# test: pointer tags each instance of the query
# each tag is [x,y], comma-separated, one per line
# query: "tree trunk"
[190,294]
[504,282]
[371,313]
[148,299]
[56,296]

### Exercise description
Render every line of the data above as a numbered list, omitting blank lines.

### Response
1. # test: pointer tags each instance of the query
2. # each tag is [x,y], comma-separated, one per line
3. # query: "tree trunk"
4. [190,294]
5. [504,282]
6. [371,313]
7. [148,299]
8. [56,296]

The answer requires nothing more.